BEGIN
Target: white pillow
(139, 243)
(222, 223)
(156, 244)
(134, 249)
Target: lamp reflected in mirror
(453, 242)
END
■ **Exercise objective**:
Word for word, write out all of the entries again.

■ **Answer space**:
Target: white pillow
(139, 243)
(222, 223)
(156, 244)
(134, 249)
Target: lamp reflected in mirror
(453, 242)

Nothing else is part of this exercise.